- _TASK BRIEF_: Every line of the material below must be repeated exactly.

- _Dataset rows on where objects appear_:
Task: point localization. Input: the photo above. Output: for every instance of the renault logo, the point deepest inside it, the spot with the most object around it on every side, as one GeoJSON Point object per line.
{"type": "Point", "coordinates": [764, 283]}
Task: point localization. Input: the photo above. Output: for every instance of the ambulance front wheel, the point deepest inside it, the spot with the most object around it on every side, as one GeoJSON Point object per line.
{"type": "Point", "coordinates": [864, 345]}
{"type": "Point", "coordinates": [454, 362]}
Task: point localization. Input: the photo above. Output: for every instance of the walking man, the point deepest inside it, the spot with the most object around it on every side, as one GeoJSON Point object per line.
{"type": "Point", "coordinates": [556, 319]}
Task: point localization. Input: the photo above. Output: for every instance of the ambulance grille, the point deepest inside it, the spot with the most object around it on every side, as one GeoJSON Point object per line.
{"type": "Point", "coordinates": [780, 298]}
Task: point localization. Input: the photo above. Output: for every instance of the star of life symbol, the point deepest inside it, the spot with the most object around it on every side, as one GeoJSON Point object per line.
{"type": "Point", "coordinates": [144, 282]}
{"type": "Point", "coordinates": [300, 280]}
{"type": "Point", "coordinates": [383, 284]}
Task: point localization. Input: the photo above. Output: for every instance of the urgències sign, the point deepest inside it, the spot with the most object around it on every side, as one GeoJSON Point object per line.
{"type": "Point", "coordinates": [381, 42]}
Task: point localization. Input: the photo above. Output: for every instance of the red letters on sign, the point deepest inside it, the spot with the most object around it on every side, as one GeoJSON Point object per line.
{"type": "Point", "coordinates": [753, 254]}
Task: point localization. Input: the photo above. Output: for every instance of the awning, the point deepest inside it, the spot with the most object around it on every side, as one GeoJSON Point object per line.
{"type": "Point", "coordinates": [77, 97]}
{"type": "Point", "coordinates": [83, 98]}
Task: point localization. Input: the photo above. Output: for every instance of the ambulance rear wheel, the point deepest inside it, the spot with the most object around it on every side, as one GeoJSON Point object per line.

- _OUTPUT_:
Task: point localization. Input: the photo above. Output: for every instance of the renault logo, the point deepest inside it, the spot with the most object around it on every side, as one GeoJSON Point object per line.
{"type": "Point", "coordinates": [764, 283]}
Task: point localization. Input: the photo above. Output: for every instance of the ambulance front wheel, the point deepest inside it, the spot with the most object around it on every side, as one GeoJSON Point object per line.
{"type": "Point", "coordinates": [864, 345]}
{"type": "Point", "coordinates": [454, 362]}
Task: point localization. Input: the photo above. Output: for every instance of the walking man, the point deepest inside it, the spot with the most object around it on every side, as one GeoJSON Point object per line.
{"type": "Point", "coordinates": [556, 319]}
Task: point localization. Input: the photo above. Output: for every instance of the ambulance grille, the point deepest inside it, the spot with the most object around it on every side, as one GeoJSON Point object per line.
{"type": "Point", "coordinates": [780, 298]}
Task: point localization. Input: the photo above. Output: for every instance of the star of life symbol, the point deepest inside it, the spot with the most object around it on every side, as one GeoJSON Point object per line.
{"type": "Point", "coordinates": [144, 282]}
{"type": "Point", "coordinates": [300, 280]}
{"type": "Point", "coordinates": [383, 284]}
Task: point localization. Input: the photo above. Output: for every instance of the urgències sign, the point deepest inside it, the spot with the most object around it on every side, as one GeoJSON Point object per line.
{"type": "Point", "coordinates": [381, 42]}
Task: point localization. Input: the photo above. Output: for every instance of the red letters on sign, the point deepest inside it, the spot with the most object around it on every side, as one GeoJSON Point object per line.
{"type": "Point", "coordinates": [753, 254]}
Task: point localization. Input: the photo above. Output: for every instance of the awning, the point deepest inside it, the spot with the most object around it on every side, as one GeoJSON Point object per line.
{"type": "Point", "coordinates": [77, 97]}
{"type": "Point", "coordinates": [83, 98]}
Task: point localization. Input: the photo above. Output: for every instance of the ambulance rear wheel, the point deepest inside it, the spot with the most object around it on every side, as one GeoJSON Point object per line.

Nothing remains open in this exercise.